[Collected data entries]

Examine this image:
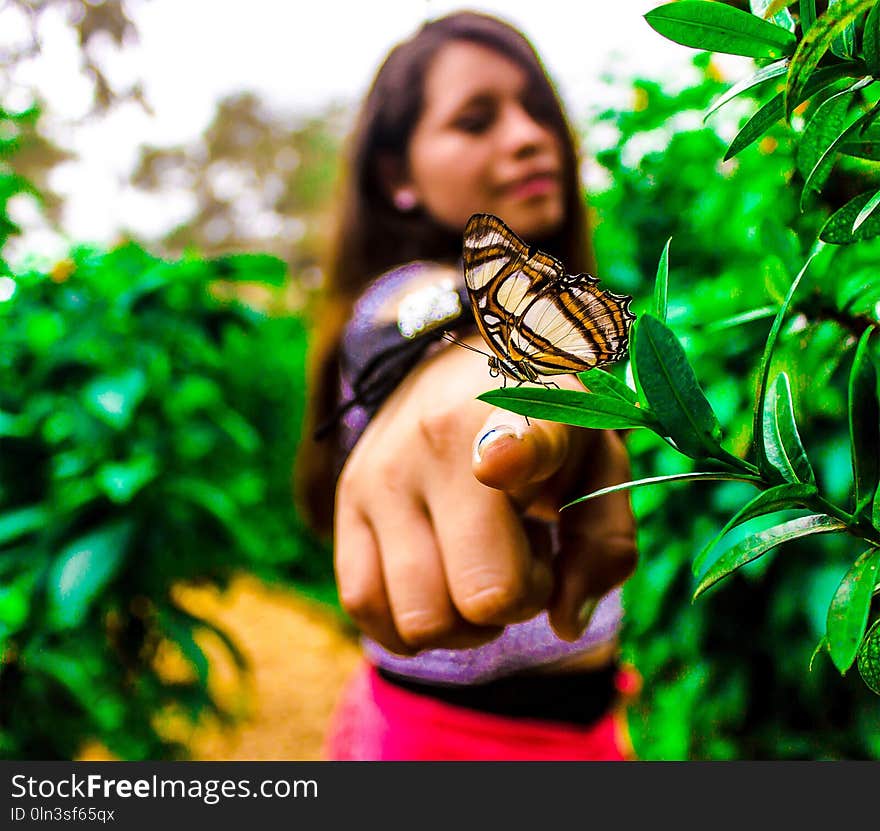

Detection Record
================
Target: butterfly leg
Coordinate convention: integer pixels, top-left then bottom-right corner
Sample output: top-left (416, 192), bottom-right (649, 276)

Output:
top-left (514, 381), bottom-right (532, 427)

Stated goal
Retype each line of the listing above word for word. Exclude the pictures.

Task result
Examine this image:

Detection Record
================
Target: butterfly leg
Coordinate convention: integer pixels, top-left then bottom-right corner
Sample output: top-left (416, 192), bottom-right (649, 276)

Output:
top-left (514, 381), bottom-right (532, 427)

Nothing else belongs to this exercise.